GIVEN DATA Block Start
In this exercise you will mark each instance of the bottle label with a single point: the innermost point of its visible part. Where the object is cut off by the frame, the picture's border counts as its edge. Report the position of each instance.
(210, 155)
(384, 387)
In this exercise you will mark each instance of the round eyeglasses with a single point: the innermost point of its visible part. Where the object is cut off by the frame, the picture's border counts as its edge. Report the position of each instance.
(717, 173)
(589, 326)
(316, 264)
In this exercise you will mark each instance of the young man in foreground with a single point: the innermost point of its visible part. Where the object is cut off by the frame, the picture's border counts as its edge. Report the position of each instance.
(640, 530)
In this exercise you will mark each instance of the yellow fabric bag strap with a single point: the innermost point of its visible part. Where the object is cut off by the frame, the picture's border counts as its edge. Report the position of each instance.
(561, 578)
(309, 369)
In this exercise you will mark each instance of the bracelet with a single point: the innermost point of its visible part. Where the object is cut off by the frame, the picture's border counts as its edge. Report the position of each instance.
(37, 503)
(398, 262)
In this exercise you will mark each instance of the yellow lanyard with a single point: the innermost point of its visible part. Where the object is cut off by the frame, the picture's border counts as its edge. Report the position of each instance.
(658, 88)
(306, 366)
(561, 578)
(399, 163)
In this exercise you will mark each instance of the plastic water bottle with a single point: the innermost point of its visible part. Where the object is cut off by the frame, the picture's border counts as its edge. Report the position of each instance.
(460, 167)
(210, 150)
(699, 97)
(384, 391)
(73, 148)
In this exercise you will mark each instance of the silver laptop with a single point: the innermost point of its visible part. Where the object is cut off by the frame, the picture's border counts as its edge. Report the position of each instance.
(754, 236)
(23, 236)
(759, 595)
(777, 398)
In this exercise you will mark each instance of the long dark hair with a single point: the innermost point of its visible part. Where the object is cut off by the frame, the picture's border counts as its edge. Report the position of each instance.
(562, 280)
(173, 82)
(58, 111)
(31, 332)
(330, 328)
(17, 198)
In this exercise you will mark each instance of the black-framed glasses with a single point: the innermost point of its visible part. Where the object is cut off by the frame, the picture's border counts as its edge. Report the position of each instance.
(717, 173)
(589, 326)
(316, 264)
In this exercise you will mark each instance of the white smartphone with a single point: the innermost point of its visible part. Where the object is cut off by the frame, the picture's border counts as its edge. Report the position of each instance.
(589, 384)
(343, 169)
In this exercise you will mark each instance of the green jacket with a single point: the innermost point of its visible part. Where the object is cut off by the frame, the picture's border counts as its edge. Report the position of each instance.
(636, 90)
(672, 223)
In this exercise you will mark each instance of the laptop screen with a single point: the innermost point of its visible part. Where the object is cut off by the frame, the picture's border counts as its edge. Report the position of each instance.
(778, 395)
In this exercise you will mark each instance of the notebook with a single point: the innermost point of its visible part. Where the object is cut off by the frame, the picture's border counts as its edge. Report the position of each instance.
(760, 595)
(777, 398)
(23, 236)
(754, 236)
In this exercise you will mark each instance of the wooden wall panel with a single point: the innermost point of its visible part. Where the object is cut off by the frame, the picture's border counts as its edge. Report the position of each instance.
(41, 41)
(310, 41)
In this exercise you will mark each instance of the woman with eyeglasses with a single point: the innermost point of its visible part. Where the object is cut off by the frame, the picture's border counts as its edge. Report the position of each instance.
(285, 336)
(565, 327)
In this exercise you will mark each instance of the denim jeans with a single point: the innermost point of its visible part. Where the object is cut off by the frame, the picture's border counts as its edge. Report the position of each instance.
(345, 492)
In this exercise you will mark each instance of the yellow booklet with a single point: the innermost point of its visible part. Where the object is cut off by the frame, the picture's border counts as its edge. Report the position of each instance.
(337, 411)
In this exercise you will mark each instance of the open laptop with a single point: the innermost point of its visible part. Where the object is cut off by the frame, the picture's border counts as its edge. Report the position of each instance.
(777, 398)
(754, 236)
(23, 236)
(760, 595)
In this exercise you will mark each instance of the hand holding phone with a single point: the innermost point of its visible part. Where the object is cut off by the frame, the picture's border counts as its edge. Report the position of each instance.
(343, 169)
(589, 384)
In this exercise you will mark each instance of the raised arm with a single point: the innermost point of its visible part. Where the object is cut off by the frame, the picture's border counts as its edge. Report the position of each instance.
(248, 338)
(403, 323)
GIVEN DATA Block End
**BRIEF**
Reproduce, word for word, the line containing "In this exercise you will mark each instance of the raised" along with every later line of the listing, and leave out all earlier lines.

**ANSWER TO THE PROBLEM**
In this exercise you will mark each instance of the raised arm with a single point: the innermost point of its visible part. Where the object is cut off by the frame, the picture's border counts as its edge. Report the position of each instance.
(248, 338)
(403, 323)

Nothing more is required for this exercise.